— BEGIN RECORDED DATA —

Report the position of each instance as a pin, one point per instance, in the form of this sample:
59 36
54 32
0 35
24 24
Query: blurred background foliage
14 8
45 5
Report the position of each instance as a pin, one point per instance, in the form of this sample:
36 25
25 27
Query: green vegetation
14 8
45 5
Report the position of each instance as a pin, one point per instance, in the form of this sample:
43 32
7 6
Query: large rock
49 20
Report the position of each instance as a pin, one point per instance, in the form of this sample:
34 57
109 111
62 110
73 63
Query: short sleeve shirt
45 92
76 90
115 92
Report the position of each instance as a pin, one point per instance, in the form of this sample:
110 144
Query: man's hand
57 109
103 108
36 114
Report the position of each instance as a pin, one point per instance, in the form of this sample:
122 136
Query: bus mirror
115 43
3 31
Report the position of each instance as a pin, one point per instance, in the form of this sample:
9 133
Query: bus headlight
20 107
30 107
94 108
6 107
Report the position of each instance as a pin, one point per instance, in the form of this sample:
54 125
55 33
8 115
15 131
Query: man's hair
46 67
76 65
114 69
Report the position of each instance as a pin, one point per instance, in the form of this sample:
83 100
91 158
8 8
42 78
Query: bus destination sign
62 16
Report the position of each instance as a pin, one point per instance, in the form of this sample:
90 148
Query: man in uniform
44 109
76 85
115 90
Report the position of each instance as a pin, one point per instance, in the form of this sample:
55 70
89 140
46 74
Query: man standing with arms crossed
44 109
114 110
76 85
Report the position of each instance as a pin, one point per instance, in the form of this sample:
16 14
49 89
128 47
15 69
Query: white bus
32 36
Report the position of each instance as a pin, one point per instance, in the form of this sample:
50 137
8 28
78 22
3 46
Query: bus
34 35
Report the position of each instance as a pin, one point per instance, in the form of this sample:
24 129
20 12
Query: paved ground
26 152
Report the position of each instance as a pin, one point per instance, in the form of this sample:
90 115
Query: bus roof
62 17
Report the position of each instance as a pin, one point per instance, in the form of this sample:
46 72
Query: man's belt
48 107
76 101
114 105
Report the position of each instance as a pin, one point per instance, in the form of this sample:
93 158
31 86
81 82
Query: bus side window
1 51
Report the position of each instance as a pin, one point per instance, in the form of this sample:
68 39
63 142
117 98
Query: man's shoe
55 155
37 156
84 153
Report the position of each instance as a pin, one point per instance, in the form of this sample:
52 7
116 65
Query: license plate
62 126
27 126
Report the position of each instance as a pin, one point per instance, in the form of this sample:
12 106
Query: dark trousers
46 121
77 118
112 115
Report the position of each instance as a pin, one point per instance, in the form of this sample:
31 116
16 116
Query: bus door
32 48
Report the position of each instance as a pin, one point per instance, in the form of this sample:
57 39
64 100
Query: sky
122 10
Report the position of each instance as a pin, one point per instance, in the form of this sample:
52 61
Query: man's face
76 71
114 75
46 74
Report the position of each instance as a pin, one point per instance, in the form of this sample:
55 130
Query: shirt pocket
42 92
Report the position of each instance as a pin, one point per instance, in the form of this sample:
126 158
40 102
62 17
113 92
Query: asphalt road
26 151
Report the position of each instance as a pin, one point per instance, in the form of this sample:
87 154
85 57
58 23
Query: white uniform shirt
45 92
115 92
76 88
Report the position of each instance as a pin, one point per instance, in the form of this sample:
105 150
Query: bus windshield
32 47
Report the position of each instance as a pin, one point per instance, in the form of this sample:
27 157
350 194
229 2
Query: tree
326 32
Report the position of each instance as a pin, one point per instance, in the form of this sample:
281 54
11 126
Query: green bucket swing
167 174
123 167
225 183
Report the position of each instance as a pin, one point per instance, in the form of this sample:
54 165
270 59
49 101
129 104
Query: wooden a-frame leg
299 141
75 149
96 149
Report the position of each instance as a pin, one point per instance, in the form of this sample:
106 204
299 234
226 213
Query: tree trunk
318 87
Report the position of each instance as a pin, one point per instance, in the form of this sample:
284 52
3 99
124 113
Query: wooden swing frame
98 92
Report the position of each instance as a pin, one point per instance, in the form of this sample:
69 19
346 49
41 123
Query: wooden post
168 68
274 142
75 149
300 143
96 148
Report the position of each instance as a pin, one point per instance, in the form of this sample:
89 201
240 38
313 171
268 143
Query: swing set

— END RECORDED DATA —

* EXERCISE DETAILS: From the records above, extract every line exactly as it stands.

* OUTPUT FOR THIS TASK:
Report the position of each instance as a pin, one point per instance, in the form of this sample:
59 36
54 32
0 35
24 24
Query: blurred background foliage
14 8
45 5
Report the position of each instance as a pin, one point per instance, in the form of this sample:
36 25
25 27
Query: green vegetation
14 8
45 5
Report the position of each instance as a pin, one point per instance, in the form of this sample:
43 32
7 6
Query: large rock
49 20
Report the position of each instance as a pin, one point per instance, in the form of this sample:
34 57
109 111
62 110
73 63
Query: short sleeve shirt
45 92
76 90
115 92
Report the position of each instance as a pin, one point per instance, in the form of this sample:
110 144
Query: man's hand
57 109
103 108
36 114
Report the position of each instance as a pin, one point per instance, in the form of this sample:
122 136
Query: bus mirror
115 43
3 31
Report the position of each instance as a pin, one point per instance, in the form of this sample:
9 133
Query: bus headlight
20 107
30 107
94 108
6 107
Report the position of each instance as a pin, one point per instance, in the form of this sample:
54 125
55 33
8 115
15 131
Query: man's hair
46 67
76 65
114 69
Report the position of each instance as a pin, one point per instance, in the form of this sample:
83 100
91 158
8 8
42 78
Query: bus destination sign
62 16
Report the position of each instance as a pin, one point per instance, in the form of this sample:
90 148
Query: man in uniform
44 109
76 85
115 90
Report the position of each instance as a pin, one point per instance, in the form of this sample:
55 70
89 140
46 74
Query: man standing with arms crossed
44 109
114 110
76 85
Report the position of each instance as a pin, one point per instance, in the form of this sample:
16 14
49 89
128 47
15 69
Query: white bus
32 36
Report the position of each instance as a pin, one point per instance, in the form of this sample:
50 137
8 28
78 22
3 46
Query: bus
34 35
Report the position of each instance as a pin, one point per instance, in the form of this sample:
24 129
20 12
Query: paved ground
26 152
Report the position of each instance as a pin, one point per instance, in the form of this sample:
90 115
Query: bus roof
62 17
Report the position of each instance as a pin, one point per instance, in the form of this sample:
46 72
Query: man's belt
48 107
76 101
114 105
Report the position of each instance as a pin, one point per instance, in the form of this sample:
93 158
31 86
81 82
Query: bus side window
1 51
Report the position of each instance as a pin, one point per instance, in the form of this sample:
68 39
63 142
117 98
Query: man's shoe
55 155
37 156
84 153
Report the position of each instance as a pin, one point per instance, in the form of this sample:
52 7
116 65
Query: license plate
62 126
27 126
Report the position of each instance as a pin, one point per instance, in the form of this sample:
12 106
Query: dark trousers
46 121
77 118
112 115
Report the position of each instance as a pin, one point per instance, in the form of this sample:
31 116
16 116
Query: bus door
32 48
Report the position of each instance as a pin, one point per instance, in the form of this sample:
57 39
64 100
Query: sky
122 10
Report the position of each instance as a pin, one point per instance, in the form of this sample:
52 61
Query: man's face
76 71
114 75
46 74
Report the position of each instance as a pin, one point per instance, in the form of this sample:
55 130
Query: shirt pocket
42 92
Report the position of each instance as a pin, one point per instance, in the form of this sample:
126 158
40 102
62 17
113 92
Query: asphalt road
26 151
Report the position of each instance as a pin, one point per instance, in the form of this sample:
87 154
85 57
58 23
Query: white uniform shirt
45 92
115 92
76 88
Report the position of each instance as a pin, one point per instance, in the form of this sample:
105 150
Query: bus windshield
32 47
Report the position of each instance as a pin, one point per instance, in the form of this sample:
27 157
350 194
229 2
Query: tree
326 32
Report the position of each instance as a pin, one point per instance, in the form of this sample:
281 54
11 126
Query: green bucket swing
167 174
123 167
225 183
Report the position of each instance as a pin, one point per instance, in the form of this sample:
54 165
270 59
49 101
129 104
Query: wooden a-frame leg
299 141
75 149
96 149
Report the position of each instance as a pin, one point per instance, in the form of this sample:
106 204
299 234
226 213
Query: tree trunk
318 87
Report the position of each instance as a pin, one point per instance, in the form of this sample:
284 52
3 99
124 113
Query: wooden swing frame
98 92
Report the position of each instance as a pin, one point per instance, in the form of this sample:
69 19
346 49
41 123
Query: wooden post
168 68
274 142
75 149
300 143
96 148
Report the position of each instance as a pin, one point per instance, in the form of this sample:
89 201
240 38
313 171
268 143
Query: swing set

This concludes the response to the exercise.